Text extract:
Open adoption agreements are the documents signed by placing parents and adopting parents that establish post-adoption contact expectations and boundaries. Discussions often focus on their legal weight (e.g. Are the agreements enforceable in court?) or the practical details (e.g. How many visits?), both very important issues. I thought it might be interesting to also take a more personal look at how they have influenced the relationships in our personal adoption constellations and how our views about them may have changed over time.

Write about open adoption agreements. Is there one in your open adoption? What effect does it have on your relationships? If you could go back in time, would you approach the agreement differently?

***

Excerpts from the responses:

Racilous (first mom) @ Adoption in the City: “I have a confession. I was told I could have a legally enforceable open adoption (they are legal in New York) and I chose not to pursue one. I was so completely confused as to what I wanted at the time, and the idea of going to court to make an agreement that was legally binding seemed so extreme, especially because the language we were talking about was so vague because I had no idea where this was headed. I wish I understood then what I understand now.”

PDXmama (adoptive mom) in the comments: “We refined the agreement provided by our agency to especially include our daughter’s birth grandma. We printed it out on fine paper and signed it together on Grandma’s kitchen table in gold ink, snapping pictures at the time. It is only a guiding document in that it reminds us to be honest and open. I wouldn’t do anything different. It was something important in the moment but not now that we are functioning together as a blended family.”

Provided material:
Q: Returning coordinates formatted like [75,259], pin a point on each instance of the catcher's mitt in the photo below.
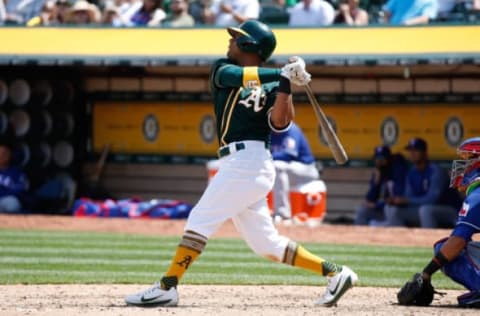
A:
[417,291]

Tasks:
[A] In the text on open adoption agreements, where did PDXmama's family sign their agreement?
[B] Pick up the text on open adoption agreements after its final sentence and keep writing it.

Answers to the exercises:
[A] On Grandma's kitchen table, in gold ink.

[B]
Monika (first mom) @ Monika’s Musings: “While I believe that agreements shouldn’t be legally enforceable, I do think especially at the beginning of an open adoption, that guidelines should be put in place for minimum expectations of contact.  It helped me in my own situation to know that I should expect an update letter approximately every 3 months for the first couple of years and that I would get a couple of visits for the first couple of years as well.  We’ve far exceeded that, but in my initial stages of grieving and figuring out where I should be, this was essential.”

Jenna (first mom) @ The Chronicles of Munchkin Land: “I’m not okay with the way that ANLC lied to me. I’m not okay with agencies and facilitators lying to expectant parents considering relinquishment and adoptive families alike about the ins and outs of open adoption just so they can get what they want which is, of course, the money. I’m not okay with this form of coercion that is alive and well in our country. But I am okay with what I have in my daughter’s family. We make our relationship work”

Venessa (adoptive mom) @ A Journey of Love: “As a way to leave the option for visits open, we agreed to write that into the agreement too. So, at anytime we would be able to schedule a visit if we felt like it. Seemed simple enough right? Not so much. The agreement became the biggest issue in our relationship.”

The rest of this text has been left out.